> [Task] Output the records precisely as they stand. Pictures are to be skipped.

> [Recorded information]

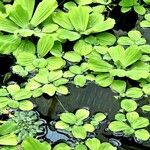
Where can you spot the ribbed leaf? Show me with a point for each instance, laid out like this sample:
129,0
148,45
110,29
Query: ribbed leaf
43,11
44,45
19,16
28,5
8,43
98,65
79,18
62,19
7,25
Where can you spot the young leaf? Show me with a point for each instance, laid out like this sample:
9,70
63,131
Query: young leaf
119,86
27,5
7,25
134,92
80,80
82,48
49,89
140,122
93,144
62,19
82,15
82,114
32,144
142,134
10,139
26,105
44,45
128,105
62,146
104,79
72,56
79,132
69,118
19,16
43,11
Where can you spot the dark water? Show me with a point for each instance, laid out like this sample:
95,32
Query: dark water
98,100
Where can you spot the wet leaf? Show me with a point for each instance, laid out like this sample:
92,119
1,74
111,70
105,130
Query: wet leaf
128,105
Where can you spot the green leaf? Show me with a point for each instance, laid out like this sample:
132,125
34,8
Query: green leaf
19,16
43,11
128,105
82,48
13,88
93,144
120,117
44,45
22,94
140,122
146,89
82,15
146,108
25,59
42,76
62,19
3,92
107,146
55,75
62,90
105,38
89,128
55,63
140,10
62,146
27,5
10,139
8,127
117,126
132,54
7,25
79,80
69,118
25,46
125,41
82,114
134,92
26,105
9,43
119,86
40,63
142,134
61,125
32,144
4,101
79,132
80,147
132,116
104,79
49,89
75,69
60,81
98,65
72,56
99,117
64,34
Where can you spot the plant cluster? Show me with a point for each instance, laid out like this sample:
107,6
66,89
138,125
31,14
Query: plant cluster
35,34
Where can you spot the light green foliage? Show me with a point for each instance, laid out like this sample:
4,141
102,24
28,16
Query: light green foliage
128,5
131,124
15,97
27,124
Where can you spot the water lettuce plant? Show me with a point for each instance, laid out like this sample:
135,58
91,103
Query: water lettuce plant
53,44
77,123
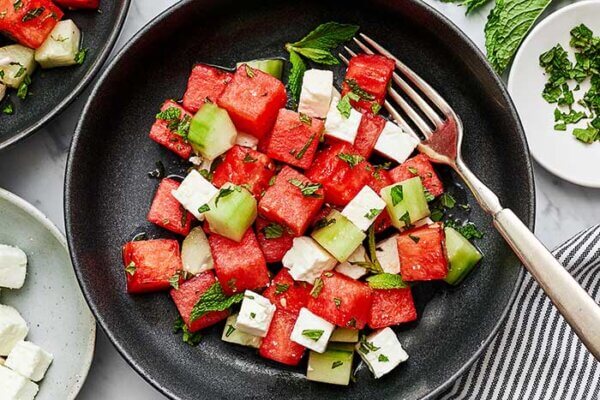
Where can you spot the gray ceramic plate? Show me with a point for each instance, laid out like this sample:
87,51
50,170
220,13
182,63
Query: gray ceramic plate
51,301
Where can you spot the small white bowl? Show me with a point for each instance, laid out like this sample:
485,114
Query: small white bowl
50,301
558,151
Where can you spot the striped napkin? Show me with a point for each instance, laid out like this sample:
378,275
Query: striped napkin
536,355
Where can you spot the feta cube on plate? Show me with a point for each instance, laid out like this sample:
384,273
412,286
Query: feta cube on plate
255,314
387,255
16,387
307,260
60,47
350,270
381,351
312,331
194,192
246,140
13,329
317,90
29,360
394,143
13,267
340,127
233,335
364,208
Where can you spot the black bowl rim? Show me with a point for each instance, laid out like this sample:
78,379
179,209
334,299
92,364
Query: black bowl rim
70,171
87,79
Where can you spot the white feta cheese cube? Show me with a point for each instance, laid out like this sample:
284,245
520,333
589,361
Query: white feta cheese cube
387,255
381,351
194,192
13,267
351,270
29,360
317,90
306,260
60,47
255,314
394,143
246,140
364,208
16,387
340,127
233,335
13,329
312,331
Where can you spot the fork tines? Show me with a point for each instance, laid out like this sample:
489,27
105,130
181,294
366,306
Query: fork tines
425,118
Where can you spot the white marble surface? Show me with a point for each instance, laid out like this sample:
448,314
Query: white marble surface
34,169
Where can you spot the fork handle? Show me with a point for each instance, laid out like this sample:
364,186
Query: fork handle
571,300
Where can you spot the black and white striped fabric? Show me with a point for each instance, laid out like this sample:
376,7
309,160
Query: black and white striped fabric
536,355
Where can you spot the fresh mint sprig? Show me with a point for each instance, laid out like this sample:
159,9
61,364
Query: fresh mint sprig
316,46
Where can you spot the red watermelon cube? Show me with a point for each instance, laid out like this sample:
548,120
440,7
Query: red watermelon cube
371,73
277,345
294,138
253,99
167,212
285,203
420,166
29,22
341,300
151,265
244,166
368,132
187,296
422,256
392,307
77,4
286,293
274,239
334,169
205,83
239,266
162,133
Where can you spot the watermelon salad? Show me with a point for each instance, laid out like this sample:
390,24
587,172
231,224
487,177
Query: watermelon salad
42,37
303,227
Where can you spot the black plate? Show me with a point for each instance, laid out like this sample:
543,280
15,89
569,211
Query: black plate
53,90
108,193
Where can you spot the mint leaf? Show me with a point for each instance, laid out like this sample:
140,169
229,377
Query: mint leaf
214,299
507,25
386,281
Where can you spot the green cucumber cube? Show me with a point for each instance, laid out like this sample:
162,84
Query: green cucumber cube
61,46
463,256
233,335
405,202
211,132
333,366
273,67
231,211
338,235
21,64
344,335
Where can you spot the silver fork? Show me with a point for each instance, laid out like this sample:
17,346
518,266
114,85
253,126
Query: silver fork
443,134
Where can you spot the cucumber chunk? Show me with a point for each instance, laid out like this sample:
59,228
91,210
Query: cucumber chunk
273,67
231,212
338,236
21,63
211,131
463,256
333,366
61,46
233,335
344,335
405,202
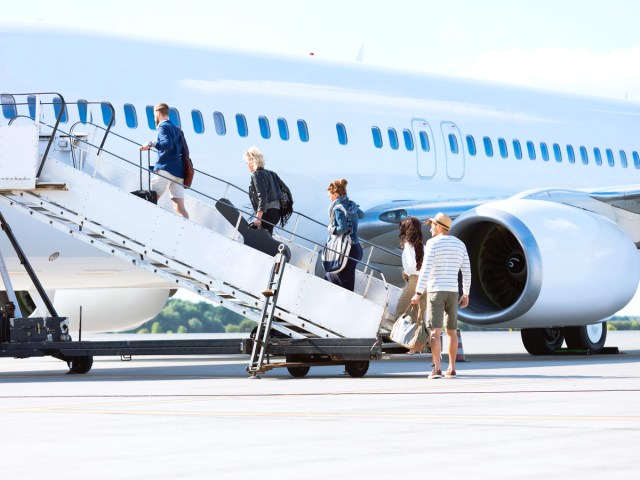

> [Solution for this task]
Where can you spot the ribbed leaf? Show me with a point for each instance, laid out like this sample:
129,0
148,45
110,29
Query: ribbed leaf
43,11
44,45
19,16
28,5
8,43
98,65
79,18
62,19
7,25
Where can you spot the young leaf? Show me with a point for each instance, laid out like this sample:
9,70
63,131
Query: young leaf
119,86
27,5
7,25
134,92
80,80
82,48
49,89
140,122
93,144
62,19
82,15
82,114
32,144
142,134
10,139
26,105
44,45
128,105
62,146
104,79
72,56
79,132
69,118
19,16
43,11
Where can you spot the dark water? Show me with a point for each instance, laid out like this sample:
95,32
Query: dark water
98,100
Where can you spot the wet leaf? Show me with a point for each instance, laid out like this sample:
92,119
1,74
111,70
105,130
Query: wet leaf
128,105
Where can you spot the green leaf? Show me with a point for each instance, laid out like this sample:
132,125
34,8
Query: green leaf
19,16
43,11
128,105
82,48
13,88
93,144
120,117
44,45
22,94
140,122
146,89
82,15
146,108
25,59
42,76
62,19
3,92
107,146
55,75
62,90
105,38
89,128
55,63
140,10
62,146
27,5
10,139
8,127
117,126
132,54
7,25
79,80
69,118
25,46
125,41
82,114
134,92
26,105
9,43
119,86
40,63
142,134
61,125
32,144
4,101
79,132
80,147
132,116
104,79
49,89
75,69
60,81
98,65
72,56
99,117
64,34
Where can you spot the plant cluster? Show me with a point for each instance, laid out like this sample:
107,6
66,89
138,125
31,14
Query: plant cluster
35,34
Where can you spot the light green foliage? Show me with a point for each instance, laid out like this sample:
4,141
102,24
28,16
Query: light green foliage
128,5
131,124
15,97
27,124
Where can you spot the water lettuce plant? Show me with a point for each instance, laid out like this sample:
135,58
91,103
Query: water lettuce plant
53,44
77,123
Where can you spot the gray ceramic plate? Show me with a point for each instance, laid out like this sample:
87,51
50,170
220,13
182,63
Query: gray ceramic plate
51,301
Where can you spot the small white bowl? Show me with a point for each instance, laid out like this sample:
485,114
Query: small white bowl
50,301
558,151
Where can you spot the striped napkin? Show me with a point for each instance, laid out like this sample:
378,275
Query: striped napkin
536,355
Where can you spot the feta cube on plate? Show me with a point for each instance, laid out like this sample:
384,273
412,286
Query: feta cube on plate
255,314
387,255
16,387
307,260
60,47
350,270
381,351
312,331
194,192
246,140
13,329
317,90
29,360
394,143
13,267
340,127
233,335
364,208
Where can you spot the black bowl rim? Show me with a point for each instance, laid out like this sample:
78,379
179,209
334,299
92,364
Query: black bowl rim
70,171
87,79
Where can you spot the white feta cheese cube? Show me with a point for each instance, laid out like this sample:
284,245
520,333
589,361
Query: white feta cheese cube
387,255
381,351
194,192
13,267
351,270
29,360
317,90
306,260
60,47
255,314
394,143
246,140
364,208
16,387
340,127
233,335
13,329
312,331
Where can you spot the fork tines? Show me with a point for each instance, laid out like this sample:
489,27
105,130
181,294
366,306
Query: fork tines
425,118
Where can you spot the white marble surface? Show me with a point for each instance, laid out like this sample:
448,314
Query: white marble surface
34,169
Where can you spot the fork handle? Show me with a point for each instance, laid out like this sample:
364,186
Query: fork handle
571,300
Where can you spot the black and white striped fabric? Show me with a point for each instance, laid out like this sample:
376,7
309,160
Query: black and white striped fabric
536,355
Where can you spot the fresh mint sprig? Show me with a point for each instance, laid out like this sample:
159,9
61,364
Query: fresh mint sprig
316,46
Where can you spot the red watermelon cube? Show me with a point for each instance, laid out like this sample:
548,120
440,7
Query: red watermelon cube
371,73
277,345
294,138
253,99
167,212
285,203
420,166
29,22
341,300
151,265
244,166
368,132
187,296
422,256
392,307
77,4
286,293
274,239
334,169
205,83
239,266
162,133
Where can you spot the watermelon salad? Show me with a point for each instance, laid out like this sample:
390,24
587,172
231,224
487,177
Query: watermelon salad
42,37
303,227
Where can you spot the black plate? Show me with a point for each instance, laid out like this sample:
543,280
15,89
569,211
Query: black plate
53,90
108,193
Where can you spot the mint leaf? Show me with a point for each instance, laid out like this sample:
140,169
229,377
Query: mint leaf
214,299
507,25
386,281
Where can you spot the green cucumber cube? Show me with a point for each instance, laid out like this sample:
162,84
Query: green cucumber cube
61,46
463,256
233,335
405,202
211,132
333,366
273,67
231,211
338,235
21,64
344,335
Where can you spot the silver fork? Show me with a point for each instance, laid out like this sample:
17,346
518,266
114,85
253,126
Query: silver fork
443,134
Where can you spot the cucumber chunk? Show me with a point for each instance, laid out like this sample:
59,228
91,210
Query: cucumber chunk
273,67
231,212
338,236
21,63
211,131
463,256
333,366
61,46
233,335
344,335
405,202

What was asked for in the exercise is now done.